## Objective
Can you arrange every line of the items below as one numbered list, omitting blank lines?

## Exercise materials
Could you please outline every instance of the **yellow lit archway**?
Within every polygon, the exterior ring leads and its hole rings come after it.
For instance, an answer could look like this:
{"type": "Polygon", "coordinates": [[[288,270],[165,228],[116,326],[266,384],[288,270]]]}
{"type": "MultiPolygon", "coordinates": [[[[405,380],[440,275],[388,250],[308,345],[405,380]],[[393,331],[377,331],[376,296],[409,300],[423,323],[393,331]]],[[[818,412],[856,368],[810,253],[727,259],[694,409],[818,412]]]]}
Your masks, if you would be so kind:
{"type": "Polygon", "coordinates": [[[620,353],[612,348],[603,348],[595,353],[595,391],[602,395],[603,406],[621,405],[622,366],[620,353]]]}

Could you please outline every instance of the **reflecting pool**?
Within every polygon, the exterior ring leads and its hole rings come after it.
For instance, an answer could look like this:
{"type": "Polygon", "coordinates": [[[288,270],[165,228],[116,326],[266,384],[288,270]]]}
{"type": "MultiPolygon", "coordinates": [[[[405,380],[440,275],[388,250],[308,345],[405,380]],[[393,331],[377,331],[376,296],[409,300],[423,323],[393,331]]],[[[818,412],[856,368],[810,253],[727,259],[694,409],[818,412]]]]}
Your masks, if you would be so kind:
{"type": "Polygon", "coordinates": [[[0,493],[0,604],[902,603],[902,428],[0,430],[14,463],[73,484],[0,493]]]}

## Response for this exercise
1. Could you please outline every instance of the **yellow lit archway**?
2. Within every polygon, the exterior ring leads and its hole rings come after it.
3. For instance, an answer could look like this:
4. {"type": "Polygon", "coordinates": [[[288,270],[165,228],[116,326],[266,384],[288,270]]]}
5. {"type": "MultiPolygon", "coordinates": [[[[405,380],[440,275],[388,250],[308,345],[405,380]],[[393,331],[377,331],[376,296],[409,300],[423,323],[393,331]]],[[[818,412],[856,368],[810,253],[727,259],[694,409],[818,412]]]]}
6. Your masks, if you would be so kind:
7. {"type": "Polygon", "coordinates": [[[620,353],[612,348],[603,348],[595,353],[595,391],[602,395],[603,406],[621,405],[622,366],[620,353]]]}
8. Could you please outline every instance of the **reflecting pool**?
9. Within every polygon, the exterior ring leads and its hole rings come after it.
10. For instance, an answer could look like this:
11. {"type": "Polygon", "coordinates": [[[288,270],[165,228],[116,326],[266,384],[288,270]]]}
12. {"type": "MultiPolygon", "coordinates": [[[[405,380],[440,275],[388,250],[308,345],[405,380]],[[393,331],[377,331],[376,296],[409,300],[423,323],[393,331]]],[[[818,412],[856,368],[810,253],[727,259],[694,409],[818,412]]]]}
13. Your masks, if you would be so kind:
14. {"type": "Polygon", "coordinates": [[[0,493],[0,604],[902,603],[902,428],[0,430],[14,463],[73,484],[0,493]]]}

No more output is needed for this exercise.